Цитируемый текст:
╔══

Мы понимали, что мы прожили часть жизни в Советском Союзе, теперь живем в постсоветской России, понимали, в какой реальности жили наши герои. Нам было достаточно того, что мы знали про их жизнь, ведь мы же не занимались исторической реконструкцией. У нас было какое-то представление об Америке, какое-то — о советском прошлом, в этом поле мы и сочиняли. Все существует уже само по себе, а история собирается, как узоры на стекле.
Насколько жесткая структура в спектакле? Структура достаточно жесткая, есть обязательные реплики, но есть и зоны импровизации. Спектакль сложно живет: в какой-то момент актеру может показаться уместной та или иная импровизация, а оказывается, что это не так. Для того чтобы импровизировать, нужно знать партитуру. Чем жестче простроена история, тем проще тебе импровизировать. Спектакль требует сложного актерского существования: не хочется уйти в идиотский серьез, но еще легче скатиться в какой-то капустник.

╚══

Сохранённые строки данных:
╔══

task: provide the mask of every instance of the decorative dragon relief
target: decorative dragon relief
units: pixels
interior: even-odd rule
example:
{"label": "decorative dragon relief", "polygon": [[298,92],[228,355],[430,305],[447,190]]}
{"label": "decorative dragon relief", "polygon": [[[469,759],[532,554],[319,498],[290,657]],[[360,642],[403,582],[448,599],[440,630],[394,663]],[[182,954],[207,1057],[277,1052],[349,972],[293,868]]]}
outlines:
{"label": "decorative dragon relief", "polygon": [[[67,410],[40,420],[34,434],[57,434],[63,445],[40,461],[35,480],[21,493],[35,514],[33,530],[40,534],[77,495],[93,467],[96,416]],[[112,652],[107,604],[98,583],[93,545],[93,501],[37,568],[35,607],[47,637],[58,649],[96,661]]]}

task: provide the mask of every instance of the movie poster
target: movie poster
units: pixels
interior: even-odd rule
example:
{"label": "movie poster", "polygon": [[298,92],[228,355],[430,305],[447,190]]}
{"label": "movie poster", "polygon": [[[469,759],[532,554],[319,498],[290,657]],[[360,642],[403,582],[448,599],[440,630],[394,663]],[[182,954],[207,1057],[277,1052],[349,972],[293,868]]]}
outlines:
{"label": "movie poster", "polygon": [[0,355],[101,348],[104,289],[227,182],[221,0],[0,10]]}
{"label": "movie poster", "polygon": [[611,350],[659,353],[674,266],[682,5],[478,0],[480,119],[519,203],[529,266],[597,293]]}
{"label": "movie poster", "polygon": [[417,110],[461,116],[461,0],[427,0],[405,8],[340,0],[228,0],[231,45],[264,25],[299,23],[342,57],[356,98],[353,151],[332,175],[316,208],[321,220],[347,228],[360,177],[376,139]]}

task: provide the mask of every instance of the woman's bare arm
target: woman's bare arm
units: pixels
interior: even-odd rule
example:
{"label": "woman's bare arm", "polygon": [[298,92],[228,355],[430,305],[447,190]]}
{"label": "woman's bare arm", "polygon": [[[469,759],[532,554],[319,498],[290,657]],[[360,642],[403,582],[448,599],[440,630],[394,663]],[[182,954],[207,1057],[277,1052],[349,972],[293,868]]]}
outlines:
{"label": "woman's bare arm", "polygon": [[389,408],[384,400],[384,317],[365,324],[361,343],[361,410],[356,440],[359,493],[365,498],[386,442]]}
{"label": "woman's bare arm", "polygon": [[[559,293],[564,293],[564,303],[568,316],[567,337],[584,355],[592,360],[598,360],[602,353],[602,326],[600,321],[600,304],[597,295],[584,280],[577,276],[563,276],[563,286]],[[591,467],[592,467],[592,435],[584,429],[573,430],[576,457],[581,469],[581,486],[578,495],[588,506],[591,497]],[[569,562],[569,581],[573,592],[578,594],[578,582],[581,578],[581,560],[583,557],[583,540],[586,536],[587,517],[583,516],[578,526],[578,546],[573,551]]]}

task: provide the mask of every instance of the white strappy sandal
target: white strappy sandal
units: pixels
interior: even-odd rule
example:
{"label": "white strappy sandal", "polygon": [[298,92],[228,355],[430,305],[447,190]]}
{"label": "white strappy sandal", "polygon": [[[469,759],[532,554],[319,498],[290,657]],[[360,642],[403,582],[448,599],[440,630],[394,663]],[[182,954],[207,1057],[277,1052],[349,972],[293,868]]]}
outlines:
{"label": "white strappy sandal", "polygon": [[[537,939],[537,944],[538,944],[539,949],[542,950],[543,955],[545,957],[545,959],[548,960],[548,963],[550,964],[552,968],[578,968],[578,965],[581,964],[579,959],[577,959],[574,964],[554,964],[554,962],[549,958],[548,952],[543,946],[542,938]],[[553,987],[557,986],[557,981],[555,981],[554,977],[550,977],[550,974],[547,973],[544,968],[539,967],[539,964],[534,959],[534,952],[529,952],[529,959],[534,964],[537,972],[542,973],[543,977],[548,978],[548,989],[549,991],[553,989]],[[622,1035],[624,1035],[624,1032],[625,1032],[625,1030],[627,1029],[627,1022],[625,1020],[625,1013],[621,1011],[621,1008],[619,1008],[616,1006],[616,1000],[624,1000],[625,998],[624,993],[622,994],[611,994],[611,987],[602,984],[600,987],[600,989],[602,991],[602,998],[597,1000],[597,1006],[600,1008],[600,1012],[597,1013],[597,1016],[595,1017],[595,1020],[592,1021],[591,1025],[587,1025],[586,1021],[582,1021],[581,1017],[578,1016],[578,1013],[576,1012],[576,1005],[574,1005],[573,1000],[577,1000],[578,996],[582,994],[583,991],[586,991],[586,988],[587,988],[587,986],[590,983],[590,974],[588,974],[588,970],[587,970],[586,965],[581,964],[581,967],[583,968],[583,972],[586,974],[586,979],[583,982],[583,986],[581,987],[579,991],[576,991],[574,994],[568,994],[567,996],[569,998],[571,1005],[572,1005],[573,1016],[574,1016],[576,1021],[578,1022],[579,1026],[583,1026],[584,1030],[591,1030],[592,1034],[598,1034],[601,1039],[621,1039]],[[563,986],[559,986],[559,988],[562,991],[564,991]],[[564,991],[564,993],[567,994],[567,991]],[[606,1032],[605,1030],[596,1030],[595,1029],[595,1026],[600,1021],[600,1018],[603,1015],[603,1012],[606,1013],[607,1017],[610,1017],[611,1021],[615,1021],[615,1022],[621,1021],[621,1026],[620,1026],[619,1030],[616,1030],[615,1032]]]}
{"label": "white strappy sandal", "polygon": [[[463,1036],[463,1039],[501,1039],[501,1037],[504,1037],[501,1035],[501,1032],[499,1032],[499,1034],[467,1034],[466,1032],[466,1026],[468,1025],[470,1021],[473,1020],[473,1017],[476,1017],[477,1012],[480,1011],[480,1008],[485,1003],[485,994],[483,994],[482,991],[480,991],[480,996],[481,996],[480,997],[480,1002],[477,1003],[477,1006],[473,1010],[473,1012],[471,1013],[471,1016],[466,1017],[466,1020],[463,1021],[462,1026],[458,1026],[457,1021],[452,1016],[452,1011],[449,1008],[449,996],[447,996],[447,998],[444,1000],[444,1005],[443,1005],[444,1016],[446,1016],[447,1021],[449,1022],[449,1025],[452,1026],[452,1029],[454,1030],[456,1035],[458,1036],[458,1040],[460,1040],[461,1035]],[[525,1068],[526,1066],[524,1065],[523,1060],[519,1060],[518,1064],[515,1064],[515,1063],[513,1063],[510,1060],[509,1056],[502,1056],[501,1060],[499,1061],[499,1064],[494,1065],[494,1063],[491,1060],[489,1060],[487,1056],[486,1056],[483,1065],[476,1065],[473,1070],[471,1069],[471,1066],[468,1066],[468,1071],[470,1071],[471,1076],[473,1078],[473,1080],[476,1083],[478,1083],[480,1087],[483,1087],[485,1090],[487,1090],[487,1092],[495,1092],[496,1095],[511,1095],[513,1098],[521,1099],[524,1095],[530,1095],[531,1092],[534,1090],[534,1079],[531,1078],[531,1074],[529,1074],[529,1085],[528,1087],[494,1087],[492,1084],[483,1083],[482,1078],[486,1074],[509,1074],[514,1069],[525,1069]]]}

╚══

Задания:
• A. Перечислите все страны, которые упоминаются в тексте о спектакле.
• B. Определите, согласуется ли с текстом о спектакле каждое из утверждений: (i) структура спектакля нежесткая; (ii) авторы занимались исторической реконструкцией; (iii) чтобы импровизировать, нужно знать партитуру. Ответ на каждое подтвердите словами текста.
Эти строки никак не связаны с текстом о спектакле.

Решения заданий:
• A. Советский Союз, постсоветская Россия, Америка.

• B.
(i) Нет: «Структура достаточно жесткая».
(ii) Нет: «ведь мы же не занимались исторической реконструкцией».
(iii) Да: «Для того чтобы импровизировать, нужно знать партитуру».